* TEXT PASSAGE *
>>>>

I only asked because I'm definitely in the 'anti-Apple' camp, so I don't know! In my mind they have definitely overtaken M$ (in fact many years ago) in the 'big evil corporation' stakes - and Facebook and Google are fast approaching number #2 and #3 on the list, if they are not already there...

It's odd to write this, but I feel like being on side of the underdog when I say that I prefer Microsoft & it's environments. Or maybe something UNIX based - that's a operating system that really makes me feel like you are on a 'puter. (ahh happy memories of my PhD circa mid-1990s)


----------



## Lenny (Jun 20, 2012)

I must say that I would never have expected a physicist to come out and say they prefer Microsoft and their environments! Every single one I've met over the course of my degree and Master's are very much in the Linux camp (but then, their departments forced Python on them, rather than something sensible). As a computer scientist, I suppose I ought to be too, but I also prefer Microsoft (but not .NET. Heavens, I'd take Java over .NET any day).

I think it's safe to assume, what with Apple's walled garden, that getting anything on to an iDevice, or into an iService, will require Apple software like iTunes, and a lot of hoop-jumping, as opposed to the tried-and-tested method of drag-and-drop.


----------



## Venusian Broon (Jun 20, 2012)

Lenny said:


> I must say that I would never have expected a physicist to come out and say they prefer Microsoft and their environments! Every single one I've met over the course of my degree and Master's are very much in the Linux camp (but then, their departments forced Python on them, rather than something sensible). As a computer scientist, I suppose I ought to be too, but I also prefer Microsoft (but not .NET. Heavens, I'd take Java over .NET any day).

<<<<

* DATA ROWS *
>>>>

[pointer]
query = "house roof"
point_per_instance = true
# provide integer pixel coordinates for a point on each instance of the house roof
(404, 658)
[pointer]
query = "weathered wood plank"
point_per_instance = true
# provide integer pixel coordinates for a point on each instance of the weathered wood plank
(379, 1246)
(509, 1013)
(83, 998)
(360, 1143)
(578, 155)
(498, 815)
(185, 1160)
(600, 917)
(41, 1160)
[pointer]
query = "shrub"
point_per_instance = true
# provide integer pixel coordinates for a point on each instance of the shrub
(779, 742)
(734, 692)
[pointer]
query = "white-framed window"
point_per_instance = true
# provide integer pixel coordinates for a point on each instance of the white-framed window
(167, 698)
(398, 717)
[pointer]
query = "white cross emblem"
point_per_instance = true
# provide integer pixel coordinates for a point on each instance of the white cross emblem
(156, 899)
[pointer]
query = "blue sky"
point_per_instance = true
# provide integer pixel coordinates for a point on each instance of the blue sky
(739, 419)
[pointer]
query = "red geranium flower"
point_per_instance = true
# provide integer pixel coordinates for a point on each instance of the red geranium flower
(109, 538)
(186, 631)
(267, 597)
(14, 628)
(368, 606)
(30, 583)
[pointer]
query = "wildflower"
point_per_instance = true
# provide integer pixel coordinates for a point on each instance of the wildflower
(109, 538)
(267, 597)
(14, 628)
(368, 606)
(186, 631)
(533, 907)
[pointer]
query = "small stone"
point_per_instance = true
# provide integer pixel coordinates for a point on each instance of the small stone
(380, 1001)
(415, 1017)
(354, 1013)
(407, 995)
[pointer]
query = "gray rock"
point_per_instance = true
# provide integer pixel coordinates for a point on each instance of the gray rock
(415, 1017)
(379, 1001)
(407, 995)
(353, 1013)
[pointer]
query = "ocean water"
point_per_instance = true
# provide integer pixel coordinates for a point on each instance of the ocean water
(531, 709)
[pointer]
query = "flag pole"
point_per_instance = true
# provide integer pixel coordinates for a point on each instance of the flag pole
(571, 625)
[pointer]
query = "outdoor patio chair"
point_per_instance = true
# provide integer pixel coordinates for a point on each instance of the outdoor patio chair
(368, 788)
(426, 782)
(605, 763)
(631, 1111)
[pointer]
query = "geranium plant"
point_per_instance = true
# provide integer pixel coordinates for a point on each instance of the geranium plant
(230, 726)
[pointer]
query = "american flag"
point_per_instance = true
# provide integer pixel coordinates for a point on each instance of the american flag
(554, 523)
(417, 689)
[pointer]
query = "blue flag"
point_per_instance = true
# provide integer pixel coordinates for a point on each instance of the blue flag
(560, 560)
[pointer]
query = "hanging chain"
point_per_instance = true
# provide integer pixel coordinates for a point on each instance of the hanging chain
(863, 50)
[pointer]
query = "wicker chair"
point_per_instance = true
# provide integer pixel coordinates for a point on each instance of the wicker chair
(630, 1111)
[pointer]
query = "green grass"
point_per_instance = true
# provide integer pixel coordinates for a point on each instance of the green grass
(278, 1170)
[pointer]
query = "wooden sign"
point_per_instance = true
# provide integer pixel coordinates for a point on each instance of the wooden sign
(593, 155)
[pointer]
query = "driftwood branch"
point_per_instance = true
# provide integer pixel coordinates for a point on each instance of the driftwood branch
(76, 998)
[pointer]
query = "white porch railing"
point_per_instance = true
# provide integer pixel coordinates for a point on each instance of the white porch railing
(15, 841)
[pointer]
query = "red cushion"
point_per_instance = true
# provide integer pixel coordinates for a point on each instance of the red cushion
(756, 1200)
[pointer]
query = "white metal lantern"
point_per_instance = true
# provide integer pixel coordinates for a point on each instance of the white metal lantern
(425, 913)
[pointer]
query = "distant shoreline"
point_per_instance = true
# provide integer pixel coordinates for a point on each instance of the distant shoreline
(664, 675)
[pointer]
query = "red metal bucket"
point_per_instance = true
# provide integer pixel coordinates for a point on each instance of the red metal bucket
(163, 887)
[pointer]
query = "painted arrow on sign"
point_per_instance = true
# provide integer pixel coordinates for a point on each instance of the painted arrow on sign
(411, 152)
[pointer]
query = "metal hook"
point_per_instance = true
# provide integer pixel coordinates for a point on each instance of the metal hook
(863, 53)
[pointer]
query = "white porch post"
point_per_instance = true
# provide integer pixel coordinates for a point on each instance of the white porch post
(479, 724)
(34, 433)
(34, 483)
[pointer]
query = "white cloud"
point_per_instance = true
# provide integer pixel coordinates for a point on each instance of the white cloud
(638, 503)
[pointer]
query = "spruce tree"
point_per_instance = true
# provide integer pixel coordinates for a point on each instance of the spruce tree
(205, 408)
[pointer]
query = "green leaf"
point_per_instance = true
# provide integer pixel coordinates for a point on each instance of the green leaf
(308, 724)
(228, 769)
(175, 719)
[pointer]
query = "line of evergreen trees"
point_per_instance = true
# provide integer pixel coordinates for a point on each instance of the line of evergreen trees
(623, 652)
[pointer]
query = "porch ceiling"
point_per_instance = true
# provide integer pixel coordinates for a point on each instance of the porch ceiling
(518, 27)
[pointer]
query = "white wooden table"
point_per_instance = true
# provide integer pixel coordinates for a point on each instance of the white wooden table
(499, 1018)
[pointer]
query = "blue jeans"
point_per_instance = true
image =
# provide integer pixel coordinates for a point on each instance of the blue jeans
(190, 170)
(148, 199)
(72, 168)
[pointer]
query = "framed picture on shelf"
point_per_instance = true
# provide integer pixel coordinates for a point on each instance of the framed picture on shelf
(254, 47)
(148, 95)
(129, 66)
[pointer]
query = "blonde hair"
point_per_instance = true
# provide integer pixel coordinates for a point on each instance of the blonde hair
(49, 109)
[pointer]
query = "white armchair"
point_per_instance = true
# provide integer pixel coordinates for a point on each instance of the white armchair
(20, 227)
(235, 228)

<<<<

* EXERCISE REQUIREMENTS *
Please quote the forum thread above word for word, between "## Lenny (Jun" and "Broon (Jun 20, 2012)", inclusive.

* FINAL RESULT *
## Lenny (Jun 20, 2012)

I must say that I would never have expected a physicist to come out and say they prefer Microsoft and their environments! Every single one I've met over the course of my degree and Master's are very much in the Linux camp (but then, their departments forced Python on them, rather than something sensible). As a computer scientist, I suppose I ought to be too, but I also prefer Microsoft (but not .NET. Heavens, I'd take Java over .NET any day).

I think it's safe to assume, what with Apple's walled garden, that getting anything on to an iDevice, or into an iService, will require Apple software like iTunes, and a lot of hoop-jumping, as opposed to the tried-and-tested method of drag-and-drop.


----------



## Venusian Broon (Jun 20, 2012)